→ **Work to do**:
Count the lines in the listing below that contain the string "collar". Reply with only that number.

→ **Information shown**:
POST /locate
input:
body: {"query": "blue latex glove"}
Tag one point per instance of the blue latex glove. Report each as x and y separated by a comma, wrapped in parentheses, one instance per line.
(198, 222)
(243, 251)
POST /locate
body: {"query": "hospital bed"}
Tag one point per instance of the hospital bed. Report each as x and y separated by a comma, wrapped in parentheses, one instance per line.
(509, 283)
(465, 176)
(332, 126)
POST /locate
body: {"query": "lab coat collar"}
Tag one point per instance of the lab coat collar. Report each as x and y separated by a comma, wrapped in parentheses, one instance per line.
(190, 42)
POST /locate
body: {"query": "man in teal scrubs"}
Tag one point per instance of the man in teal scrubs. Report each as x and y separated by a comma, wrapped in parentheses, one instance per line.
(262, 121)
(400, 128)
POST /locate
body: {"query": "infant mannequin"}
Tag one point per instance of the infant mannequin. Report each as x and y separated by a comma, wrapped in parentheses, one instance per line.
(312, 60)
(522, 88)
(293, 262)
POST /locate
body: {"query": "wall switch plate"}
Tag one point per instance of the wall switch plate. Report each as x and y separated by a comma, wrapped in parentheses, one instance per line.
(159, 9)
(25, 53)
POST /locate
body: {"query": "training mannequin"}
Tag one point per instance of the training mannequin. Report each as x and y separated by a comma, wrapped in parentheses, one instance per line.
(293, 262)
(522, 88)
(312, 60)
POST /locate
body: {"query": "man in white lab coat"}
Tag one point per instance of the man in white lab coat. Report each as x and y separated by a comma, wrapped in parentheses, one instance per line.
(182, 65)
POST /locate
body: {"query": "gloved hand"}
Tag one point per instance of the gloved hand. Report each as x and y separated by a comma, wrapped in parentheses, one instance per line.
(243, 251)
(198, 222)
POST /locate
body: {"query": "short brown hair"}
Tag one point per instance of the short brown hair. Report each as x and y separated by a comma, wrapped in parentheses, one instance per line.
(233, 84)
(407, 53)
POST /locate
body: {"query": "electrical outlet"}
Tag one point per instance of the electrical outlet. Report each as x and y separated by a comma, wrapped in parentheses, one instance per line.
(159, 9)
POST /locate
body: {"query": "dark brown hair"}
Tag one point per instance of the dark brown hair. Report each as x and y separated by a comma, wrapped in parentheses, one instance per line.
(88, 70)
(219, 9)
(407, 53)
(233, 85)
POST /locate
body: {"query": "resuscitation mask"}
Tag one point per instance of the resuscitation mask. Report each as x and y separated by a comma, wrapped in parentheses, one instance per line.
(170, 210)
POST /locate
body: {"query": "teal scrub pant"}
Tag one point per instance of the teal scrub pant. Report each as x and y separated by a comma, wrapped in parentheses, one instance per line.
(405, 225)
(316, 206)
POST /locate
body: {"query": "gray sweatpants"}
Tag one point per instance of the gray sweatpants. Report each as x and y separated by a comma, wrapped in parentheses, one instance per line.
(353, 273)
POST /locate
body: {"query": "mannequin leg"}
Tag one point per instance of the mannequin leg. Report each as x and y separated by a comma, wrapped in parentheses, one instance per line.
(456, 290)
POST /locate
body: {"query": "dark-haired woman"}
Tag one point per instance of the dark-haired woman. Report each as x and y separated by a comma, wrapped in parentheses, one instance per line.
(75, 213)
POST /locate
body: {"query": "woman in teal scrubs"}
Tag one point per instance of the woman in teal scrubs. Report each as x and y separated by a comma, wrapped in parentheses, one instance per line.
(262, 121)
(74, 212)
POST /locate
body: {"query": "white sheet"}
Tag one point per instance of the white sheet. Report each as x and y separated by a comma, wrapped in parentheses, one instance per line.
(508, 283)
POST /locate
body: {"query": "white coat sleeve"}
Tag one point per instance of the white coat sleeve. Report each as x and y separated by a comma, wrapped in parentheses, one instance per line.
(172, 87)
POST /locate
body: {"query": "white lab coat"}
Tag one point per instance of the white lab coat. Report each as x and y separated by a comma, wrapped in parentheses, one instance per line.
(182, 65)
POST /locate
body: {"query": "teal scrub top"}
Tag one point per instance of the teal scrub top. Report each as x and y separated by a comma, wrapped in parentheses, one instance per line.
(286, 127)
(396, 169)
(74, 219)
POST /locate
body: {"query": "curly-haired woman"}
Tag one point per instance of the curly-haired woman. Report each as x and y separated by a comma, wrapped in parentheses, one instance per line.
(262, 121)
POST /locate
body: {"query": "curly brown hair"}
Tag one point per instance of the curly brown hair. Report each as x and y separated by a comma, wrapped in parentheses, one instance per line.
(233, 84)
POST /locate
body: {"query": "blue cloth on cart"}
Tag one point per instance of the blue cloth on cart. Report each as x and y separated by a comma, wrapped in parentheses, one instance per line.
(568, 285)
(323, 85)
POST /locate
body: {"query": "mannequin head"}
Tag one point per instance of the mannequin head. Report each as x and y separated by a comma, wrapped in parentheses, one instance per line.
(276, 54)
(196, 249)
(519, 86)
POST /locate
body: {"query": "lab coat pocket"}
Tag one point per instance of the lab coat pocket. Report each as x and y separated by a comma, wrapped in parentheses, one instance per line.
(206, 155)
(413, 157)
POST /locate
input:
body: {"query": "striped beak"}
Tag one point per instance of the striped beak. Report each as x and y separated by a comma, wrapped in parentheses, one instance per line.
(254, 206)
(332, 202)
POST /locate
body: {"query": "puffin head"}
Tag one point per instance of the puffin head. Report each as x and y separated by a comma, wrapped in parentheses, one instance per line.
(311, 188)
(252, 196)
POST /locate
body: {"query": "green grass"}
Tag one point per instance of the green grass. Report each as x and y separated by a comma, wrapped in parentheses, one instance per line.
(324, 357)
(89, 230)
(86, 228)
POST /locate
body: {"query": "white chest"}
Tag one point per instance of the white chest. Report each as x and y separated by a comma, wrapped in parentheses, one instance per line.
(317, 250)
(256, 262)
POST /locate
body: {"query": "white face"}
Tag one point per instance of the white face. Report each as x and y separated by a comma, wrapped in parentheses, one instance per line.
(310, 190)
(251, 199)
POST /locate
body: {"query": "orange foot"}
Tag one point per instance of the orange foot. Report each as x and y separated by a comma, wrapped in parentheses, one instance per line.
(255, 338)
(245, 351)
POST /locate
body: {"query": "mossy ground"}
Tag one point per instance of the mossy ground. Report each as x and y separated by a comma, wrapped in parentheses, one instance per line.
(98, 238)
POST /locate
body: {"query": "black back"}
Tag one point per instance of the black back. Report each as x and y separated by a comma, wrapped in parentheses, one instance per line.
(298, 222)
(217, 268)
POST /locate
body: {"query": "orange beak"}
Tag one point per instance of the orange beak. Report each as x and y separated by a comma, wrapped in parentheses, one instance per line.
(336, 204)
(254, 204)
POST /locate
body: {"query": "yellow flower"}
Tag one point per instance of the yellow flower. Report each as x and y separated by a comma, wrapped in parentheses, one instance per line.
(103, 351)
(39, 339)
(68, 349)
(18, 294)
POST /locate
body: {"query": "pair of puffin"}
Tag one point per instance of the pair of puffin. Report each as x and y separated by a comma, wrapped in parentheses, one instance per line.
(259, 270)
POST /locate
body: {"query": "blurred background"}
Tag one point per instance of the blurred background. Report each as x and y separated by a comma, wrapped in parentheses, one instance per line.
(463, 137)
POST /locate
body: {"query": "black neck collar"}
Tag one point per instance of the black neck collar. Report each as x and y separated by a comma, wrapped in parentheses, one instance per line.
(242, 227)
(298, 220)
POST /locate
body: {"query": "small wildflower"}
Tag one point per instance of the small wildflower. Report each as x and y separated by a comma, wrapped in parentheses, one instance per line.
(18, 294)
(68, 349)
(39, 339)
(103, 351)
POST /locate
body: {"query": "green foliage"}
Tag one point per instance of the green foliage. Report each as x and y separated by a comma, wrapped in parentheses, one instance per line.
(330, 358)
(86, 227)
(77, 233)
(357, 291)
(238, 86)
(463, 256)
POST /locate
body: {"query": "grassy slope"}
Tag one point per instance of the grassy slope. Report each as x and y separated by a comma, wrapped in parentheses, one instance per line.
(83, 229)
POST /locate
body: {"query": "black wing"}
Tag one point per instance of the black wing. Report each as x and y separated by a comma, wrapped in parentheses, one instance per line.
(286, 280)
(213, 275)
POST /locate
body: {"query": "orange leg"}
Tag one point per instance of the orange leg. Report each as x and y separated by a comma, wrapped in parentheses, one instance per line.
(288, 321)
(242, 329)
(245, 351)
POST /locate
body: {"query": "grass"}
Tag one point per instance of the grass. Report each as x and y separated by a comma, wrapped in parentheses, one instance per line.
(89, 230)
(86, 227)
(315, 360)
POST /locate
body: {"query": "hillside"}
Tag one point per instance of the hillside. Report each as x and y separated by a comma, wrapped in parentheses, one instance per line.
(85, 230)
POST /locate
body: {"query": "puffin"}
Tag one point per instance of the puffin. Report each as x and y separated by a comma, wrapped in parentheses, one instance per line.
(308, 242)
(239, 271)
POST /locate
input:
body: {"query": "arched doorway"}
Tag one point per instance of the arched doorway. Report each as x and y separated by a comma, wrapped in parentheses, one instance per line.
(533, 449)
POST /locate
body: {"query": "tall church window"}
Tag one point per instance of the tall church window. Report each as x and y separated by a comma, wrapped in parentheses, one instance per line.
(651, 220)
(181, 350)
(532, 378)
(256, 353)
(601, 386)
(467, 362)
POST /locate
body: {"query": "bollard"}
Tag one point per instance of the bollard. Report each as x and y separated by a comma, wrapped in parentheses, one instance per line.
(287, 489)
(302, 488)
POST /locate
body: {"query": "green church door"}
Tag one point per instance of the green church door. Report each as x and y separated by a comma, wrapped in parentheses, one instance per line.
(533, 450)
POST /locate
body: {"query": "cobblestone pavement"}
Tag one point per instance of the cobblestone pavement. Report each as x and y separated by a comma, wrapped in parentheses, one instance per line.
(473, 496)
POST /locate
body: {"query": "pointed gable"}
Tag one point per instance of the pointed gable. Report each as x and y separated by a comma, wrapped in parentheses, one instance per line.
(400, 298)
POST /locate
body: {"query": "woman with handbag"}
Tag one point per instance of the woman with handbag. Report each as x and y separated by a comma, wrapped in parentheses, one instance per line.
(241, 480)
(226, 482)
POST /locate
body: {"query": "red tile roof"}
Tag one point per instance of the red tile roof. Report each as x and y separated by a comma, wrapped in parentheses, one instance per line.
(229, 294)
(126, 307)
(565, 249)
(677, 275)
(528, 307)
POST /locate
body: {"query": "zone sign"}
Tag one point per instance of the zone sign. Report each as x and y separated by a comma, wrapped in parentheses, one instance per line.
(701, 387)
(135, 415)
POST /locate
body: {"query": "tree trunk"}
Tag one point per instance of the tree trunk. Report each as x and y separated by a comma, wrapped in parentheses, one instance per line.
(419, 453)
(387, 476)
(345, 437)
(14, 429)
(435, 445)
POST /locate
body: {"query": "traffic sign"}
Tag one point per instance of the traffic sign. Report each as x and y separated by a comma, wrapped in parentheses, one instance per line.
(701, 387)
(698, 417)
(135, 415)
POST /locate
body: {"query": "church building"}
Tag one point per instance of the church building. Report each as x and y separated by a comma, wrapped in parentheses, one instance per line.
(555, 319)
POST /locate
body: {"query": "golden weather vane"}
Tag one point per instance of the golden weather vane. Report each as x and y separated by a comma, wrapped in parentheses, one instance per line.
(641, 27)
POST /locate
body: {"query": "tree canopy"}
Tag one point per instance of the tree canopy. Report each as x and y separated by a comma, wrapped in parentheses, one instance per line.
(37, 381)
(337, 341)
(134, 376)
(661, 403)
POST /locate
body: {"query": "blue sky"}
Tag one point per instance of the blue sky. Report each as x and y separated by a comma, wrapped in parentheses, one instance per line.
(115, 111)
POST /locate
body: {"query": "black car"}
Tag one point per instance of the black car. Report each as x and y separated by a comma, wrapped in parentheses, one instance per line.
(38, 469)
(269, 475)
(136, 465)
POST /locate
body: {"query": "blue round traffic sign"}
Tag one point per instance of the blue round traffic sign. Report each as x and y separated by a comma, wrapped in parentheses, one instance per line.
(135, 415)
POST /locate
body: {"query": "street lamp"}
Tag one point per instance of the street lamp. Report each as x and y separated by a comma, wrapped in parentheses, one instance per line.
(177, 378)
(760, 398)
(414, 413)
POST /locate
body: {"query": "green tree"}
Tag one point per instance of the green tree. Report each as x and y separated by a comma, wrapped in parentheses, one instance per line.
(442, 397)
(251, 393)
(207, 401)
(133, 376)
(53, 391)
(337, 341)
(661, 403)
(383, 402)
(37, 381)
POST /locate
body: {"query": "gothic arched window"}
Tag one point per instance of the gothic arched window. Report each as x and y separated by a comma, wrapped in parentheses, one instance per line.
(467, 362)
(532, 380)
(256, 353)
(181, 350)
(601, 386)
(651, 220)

→ **Solution**:
4